EXERCISE DETAILS:
Reproduce the following records exactly from the line containing "Wildlife-survey tagging: tag each instance of the woman" onward, ending with the last line and including it.

EXCERPTED DATA:
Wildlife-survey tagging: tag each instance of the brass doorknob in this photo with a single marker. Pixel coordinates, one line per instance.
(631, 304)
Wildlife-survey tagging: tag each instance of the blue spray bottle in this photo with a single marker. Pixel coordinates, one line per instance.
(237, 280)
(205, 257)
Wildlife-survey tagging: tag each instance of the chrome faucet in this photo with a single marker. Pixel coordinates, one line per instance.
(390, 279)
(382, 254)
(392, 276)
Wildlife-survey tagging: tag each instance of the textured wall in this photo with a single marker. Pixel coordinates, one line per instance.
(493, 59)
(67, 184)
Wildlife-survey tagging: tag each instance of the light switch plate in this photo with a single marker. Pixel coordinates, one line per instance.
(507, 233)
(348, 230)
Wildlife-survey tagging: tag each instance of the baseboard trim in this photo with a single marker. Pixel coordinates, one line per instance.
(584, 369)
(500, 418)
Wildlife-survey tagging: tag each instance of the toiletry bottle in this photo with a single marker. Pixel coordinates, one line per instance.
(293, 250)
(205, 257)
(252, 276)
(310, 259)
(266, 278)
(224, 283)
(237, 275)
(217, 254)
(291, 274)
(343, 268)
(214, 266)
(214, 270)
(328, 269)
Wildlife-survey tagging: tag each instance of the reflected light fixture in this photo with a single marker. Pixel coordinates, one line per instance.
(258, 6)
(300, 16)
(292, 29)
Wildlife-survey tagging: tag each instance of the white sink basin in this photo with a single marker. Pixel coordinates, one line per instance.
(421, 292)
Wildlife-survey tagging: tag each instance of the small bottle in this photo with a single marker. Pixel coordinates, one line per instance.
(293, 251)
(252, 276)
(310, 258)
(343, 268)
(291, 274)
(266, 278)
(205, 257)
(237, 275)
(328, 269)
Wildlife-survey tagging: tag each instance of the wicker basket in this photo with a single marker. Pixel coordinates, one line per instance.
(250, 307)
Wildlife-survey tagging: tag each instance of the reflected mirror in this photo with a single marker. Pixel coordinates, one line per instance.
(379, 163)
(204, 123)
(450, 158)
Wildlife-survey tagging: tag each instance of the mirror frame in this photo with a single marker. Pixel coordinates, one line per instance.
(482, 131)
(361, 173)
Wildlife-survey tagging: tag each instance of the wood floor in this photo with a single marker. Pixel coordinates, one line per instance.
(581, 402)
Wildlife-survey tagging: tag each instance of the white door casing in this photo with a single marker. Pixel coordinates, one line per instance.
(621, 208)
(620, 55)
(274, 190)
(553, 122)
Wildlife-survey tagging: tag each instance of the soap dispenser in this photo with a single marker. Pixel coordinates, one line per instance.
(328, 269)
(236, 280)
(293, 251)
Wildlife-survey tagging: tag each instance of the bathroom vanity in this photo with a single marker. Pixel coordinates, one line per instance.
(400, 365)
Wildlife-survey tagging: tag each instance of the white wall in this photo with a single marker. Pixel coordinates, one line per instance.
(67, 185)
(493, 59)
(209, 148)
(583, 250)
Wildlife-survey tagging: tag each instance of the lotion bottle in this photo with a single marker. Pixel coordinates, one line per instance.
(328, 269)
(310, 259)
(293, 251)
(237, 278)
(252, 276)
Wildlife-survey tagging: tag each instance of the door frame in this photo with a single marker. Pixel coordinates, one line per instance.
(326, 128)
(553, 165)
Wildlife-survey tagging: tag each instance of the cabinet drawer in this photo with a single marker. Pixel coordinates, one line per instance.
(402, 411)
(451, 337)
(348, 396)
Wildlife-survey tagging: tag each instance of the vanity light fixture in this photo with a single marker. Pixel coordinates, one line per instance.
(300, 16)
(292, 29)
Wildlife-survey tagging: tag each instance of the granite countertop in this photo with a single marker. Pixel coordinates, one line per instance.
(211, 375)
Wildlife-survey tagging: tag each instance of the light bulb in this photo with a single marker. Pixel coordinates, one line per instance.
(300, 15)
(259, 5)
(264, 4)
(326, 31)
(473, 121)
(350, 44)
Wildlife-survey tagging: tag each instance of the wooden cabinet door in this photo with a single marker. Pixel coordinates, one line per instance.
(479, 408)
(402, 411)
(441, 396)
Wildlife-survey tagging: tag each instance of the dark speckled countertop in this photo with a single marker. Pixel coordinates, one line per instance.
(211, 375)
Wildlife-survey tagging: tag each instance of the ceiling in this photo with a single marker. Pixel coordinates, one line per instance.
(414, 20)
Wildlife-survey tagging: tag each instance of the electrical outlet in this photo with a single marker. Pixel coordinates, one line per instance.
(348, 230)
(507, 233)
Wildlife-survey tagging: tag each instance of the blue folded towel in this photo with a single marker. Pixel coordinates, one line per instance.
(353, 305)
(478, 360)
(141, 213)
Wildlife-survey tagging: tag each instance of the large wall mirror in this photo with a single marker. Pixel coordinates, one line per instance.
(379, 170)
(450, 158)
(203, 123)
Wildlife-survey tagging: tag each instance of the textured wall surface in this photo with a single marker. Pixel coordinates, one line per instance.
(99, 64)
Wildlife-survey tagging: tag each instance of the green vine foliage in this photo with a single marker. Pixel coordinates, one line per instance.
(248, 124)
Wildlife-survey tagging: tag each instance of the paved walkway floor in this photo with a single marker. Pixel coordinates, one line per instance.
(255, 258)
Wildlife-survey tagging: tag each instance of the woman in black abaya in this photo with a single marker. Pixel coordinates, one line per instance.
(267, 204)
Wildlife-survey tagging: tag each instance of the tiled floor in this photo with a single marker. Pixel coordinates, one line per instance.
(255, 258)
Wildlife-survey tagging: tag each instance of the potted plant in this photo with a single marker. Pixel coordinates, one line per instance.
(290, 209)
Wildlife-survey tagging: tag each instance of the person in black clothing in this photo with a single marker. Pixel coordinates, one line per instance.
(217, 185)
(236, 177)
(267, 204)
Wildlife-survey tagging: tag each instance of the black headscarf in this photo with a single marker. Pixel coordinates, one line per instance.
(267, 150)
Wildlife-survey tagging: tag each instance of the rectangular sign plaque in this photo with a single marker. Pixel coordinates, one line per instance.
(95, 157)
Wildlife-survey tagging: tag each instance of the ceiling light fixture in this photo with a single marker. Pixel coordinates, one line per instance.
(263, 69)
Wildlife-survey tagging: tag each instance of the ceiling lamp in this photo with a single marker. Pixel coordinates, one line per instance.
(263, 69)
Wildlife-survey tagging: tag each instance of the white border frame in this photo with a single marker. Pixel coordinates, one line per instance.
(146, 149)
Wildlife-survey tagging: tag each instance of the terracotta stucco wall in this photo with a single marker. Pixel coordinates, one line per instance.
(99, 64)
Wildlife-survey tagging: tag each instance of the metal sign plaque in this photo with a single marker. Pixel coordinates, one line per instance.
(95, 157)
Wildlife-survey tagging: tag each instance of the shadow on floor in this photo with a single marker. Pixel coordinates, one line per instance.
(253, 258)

CORRECT RESULT:
Wildlife-survey tagging: tag each instance of the woman in black abaya in this photo with a single marker. Pixel coordinates, one line per instance.
(267, 204)
Wildlife-survey tagging: tag each instance of the tiled floor in this photo with a single marker. Pixel coordinates, one line per instance.
(255, 258)
Wildlife-survey tagging: tag each instance of the potted plant in this photo with a single marker. Pixel coordinates, one line per instance.
(290, 209)
Wildlife-survey tagging: tag each instance of the person in black clothing in this photo with a single marker. Pixel coordinates, one line per instance.
(217, 185)
(236, 177)
(267, 204)
Wildlife-survey tagging: tag each instance of the black headscarf in this photo with a single marker. Pixel coordinates, one line per instance.
(267, 150)
Wildlife-survey tagging: tag each instance of the rectangular sign plaque in this photo with a single marker. Pixel coordinates, one line per instance.
(95, 157)
Wildlife-survey tagging: tag each instance of the ceiling light fixture in this photo with a single marker. Pixel coordinates, one line per instance.
(263, 69)
Wildlife-survey tagging: tag each instance of the ceiling lamp in this photo with a single marker. Pixel coordinates, one line per instance.
(263, 69)
Wildlife-survey tagging: tag each instance of the white border frame in this photo with a single marker. Pixel coordinates, one line per instance.
(146, 149)
Wildlife-survey tagging: tag each instance of the terracotta stucco wall in this photo with a single marker. Pixel coordinates, one line per instance.
(99, 64)
Wildlife-survey tagging: tag each instance of the metal sign plaque in this photo with a single marker. Pixel coordinates, one line per instance.
(95, 157)
Wildlife-survey tagging: tag each instance of the shadow on floor in this photo with a single marker. Pixel coordinates, one line per instance.
(253, 258)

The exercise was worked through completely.